**TASK STATEMENT:** Copy the entries below, changing every "stone" to "brick" and leaving everything else as it is.

**PROVIDED DATA:**
++++

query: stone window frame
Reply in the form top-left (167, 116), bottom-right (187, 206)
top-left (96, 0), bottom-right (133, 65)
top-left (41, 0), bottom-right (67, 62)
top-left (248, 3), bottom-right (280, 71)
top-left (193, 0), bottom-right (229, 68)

++++

**RESULT BELOW:**
query: brick window frame
Reply in the form top-left (167, 116), bottom-right (187, 206)
top-left (96, 0), bottom-right (133, 65)
top-left (41, 0), bottom-right (67, 62)
top-left (248, 3), bottom-right (280, 71)
top-left (193, 0), bottom-right (229, 68)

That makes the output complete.